> _What is required_
Convert the lines of the records from the line containing "Target: palm frond" through the end of the records, both included, into a Markdown table with the columns Row and Line, omitting any blank lines.
----
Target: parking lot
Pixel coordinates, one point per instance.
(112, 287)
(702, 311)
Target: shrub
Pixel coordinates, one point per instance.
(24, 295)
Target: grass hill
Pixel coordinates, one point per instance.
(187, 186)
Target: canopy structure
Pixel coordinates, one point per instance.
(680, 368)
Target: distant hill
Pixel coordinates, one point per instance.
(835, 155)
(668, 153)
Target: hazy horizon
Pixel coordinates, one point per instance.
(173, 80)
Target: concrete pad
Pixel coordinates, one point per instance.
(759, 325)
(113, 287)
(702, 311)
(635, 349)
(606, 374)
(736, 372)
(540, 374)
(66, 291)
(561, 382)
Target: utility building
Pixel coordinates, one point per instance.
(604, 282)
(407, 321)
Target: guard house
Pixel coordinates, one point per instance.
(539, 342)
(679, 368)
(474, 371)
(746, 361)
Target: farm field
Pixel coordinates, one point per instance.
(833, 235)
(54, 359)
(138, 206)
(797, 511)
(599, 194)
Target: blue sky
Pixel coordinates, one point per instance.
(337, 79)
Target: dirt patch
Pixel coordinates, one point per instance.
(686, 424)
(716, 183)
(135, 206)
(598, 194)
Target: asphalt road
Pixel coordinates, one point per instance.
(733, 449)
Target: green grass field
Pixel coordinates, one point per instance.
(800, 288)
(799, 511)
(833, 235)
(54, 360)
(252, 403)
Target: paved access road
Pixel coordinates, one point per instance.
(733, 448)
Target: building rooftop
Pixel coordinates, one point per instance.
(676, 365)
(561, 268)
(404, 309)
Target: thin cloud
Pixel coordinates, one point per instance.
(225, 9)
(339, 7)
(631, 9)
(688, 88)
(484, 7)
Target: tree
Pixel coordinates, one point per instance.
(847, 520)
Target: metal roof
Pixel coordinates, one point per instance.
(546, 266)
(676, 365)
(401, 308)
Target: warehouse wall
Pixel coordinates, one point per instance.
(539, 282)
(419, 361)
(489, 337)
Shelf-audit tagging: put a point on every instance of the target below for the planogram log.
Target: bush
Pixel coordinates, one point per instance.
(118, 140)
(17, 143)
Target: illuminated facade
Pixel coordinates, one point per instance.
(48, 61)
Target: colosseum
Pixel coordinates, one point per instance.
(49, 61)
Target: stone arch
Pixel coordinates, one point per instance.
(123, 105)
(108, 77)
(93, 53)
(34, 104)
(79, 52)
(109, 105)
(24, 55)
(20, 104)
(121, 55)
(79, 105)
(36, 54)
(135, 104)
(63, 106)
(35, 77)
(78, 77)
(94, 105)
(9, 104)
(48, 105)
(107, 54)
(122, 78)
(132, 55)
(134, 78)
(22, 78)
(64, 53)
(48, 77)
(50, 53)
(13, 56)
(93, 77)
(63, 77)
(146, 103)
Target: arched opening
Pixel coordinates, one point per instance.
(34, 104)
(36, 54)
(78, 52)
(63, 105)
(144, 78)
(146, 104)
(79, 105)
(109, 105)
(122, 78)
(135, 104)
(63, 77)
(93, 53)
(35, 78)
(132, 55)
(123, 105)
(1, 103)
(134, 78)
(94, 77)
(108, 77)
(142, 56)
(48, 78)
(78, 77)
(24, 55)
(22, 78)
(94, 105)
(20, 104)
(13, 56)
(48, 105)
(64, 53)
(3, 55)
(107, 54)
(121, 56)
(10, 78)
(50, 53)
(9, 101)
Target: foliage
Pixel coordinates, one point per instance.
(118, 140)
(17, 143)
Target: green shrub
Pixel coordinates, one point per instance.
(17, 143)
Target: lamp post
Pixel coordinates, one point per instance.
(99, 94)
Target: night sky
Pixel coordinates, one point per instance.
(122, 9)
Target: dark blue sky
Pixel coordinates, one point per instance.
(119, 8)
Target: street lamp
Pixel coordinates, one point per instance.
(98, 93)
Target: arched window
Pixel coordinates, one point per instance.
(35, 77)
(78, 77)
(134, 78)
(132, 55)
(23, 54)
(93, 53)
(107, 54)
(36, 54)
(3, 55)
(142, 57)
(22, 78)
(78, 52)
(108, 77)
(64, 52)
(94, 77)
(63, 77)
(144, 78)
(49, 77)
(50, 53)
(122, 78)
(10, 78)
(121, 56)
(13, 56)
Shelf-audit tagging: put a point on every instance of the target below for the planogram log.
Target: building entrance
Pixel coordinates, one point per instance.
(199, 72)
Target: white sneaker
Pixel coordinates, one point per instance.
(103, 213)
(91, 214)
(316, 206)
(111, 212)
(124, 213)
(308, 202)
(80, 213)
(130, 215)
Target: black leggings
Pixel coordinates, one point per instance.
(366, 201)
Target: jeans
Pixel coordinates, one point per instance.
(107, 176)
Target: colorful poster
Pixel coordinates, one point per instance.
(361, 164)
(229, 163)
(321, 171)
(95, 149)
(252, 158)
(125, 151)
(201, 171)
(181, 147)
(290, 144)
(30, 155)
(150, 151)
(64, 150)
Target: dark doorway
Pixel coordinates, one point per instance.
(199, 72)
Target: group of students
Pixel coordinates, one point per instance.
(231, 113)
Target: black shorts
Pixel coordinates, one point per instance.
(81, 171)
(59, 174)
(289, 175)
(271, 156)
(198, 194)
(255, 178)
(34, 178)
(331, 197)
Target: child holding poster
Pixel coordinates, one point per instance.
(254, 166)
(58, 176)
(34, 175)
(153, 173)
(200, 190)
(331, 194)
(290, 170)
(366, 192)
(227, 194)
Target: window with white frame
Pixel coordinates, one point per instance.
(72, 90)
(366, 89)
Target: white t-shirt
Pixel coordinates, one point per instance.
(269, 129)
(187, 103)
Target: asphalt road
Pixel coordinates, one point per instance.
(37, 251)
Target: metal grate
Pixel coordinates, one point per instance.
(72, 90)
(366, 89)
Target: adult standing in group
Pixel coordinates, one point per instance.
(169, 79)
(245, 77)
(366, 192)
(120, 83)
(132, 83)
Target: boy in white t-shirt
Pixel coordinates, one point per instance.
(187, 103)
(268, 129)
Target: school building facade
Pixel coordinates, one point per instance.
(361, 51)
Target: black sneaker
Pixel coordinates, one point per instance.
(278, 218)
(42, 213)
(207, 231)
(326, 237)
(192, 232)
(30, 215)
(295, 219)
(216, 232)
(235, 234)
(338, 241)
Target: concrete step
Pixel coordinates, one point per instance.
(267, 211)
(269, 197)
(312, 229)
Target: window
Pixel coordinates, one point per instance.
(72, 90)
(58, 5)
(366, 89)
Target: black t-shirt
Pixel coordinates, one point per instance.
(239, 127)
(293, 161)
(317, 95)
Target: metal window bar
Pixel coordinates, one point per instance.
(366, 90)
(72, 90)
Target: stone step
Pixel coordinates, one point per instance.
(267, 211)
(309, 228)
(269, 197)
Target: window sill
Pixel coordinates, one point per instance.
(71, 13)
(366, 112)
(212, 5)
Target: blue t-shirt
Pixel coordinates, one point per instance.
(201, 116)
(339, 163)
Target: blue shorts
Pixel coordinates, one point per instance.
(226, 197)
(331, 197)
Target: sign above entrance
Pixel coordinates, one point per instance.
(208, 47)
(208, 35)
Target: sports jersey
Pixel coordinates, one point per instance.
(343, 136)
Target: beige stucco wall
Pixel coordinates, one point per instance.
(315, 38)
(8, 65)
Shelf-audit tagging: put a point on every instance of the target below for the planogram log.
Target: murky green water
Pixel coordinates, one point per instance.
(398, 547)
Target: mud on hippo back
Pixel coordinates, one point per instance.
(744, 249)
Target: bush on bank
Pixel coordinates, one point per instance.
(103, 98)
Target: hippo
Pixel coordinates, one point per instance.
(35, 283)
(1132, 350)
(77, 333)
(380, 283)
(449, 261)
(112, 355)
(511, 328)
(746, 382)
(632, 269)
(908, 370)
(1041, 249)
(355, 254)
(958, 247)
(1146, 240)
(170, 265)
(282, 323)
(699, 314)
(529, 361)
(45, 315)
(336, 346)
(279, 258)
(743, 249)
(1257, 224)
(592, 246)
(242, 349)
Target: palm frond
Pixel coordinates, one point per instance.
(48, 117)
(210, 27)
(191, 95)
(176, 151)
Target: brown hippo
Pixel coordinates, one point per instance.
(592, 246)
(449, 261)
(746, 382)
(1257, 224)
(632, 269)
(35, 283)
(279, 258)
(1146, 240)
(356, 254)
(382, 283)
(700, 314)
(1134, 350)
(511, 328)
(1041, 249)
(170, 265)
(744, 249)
----
> _Written solution_
| Row | Line |
|---|---|
| 1 | Target: palm frond |
| 2 | Pixel coordinates, one point per instance. |
| 3 | (48, 117) |
| 4 | (210, 27) |
| 5 | (191, 95) |
| 6 | (176, 151) |
| 7 | Target: brown hippo |
| 8 | Pixel coordinates, one point per instance. |
| 9 | (592, 246) |
| 10 | (449, 261) |
| 11 | (746, 382) |
| 12 | (1257, 224) |
| 13 | (632, 269) |
| 14 | (35, 283) |
| 15 | (279, 258) |
| 16 | (1146, 240) |
| 17 | (356, 254) |
| 18 | (382, 283) |
| 19 | (700, 314) |
| 20 | (1134, 350) |
| 21 | (511, 328) |
| 22 | (1041, 249) |
| 23 | (170, 265) |
| 24 | (744, 249) |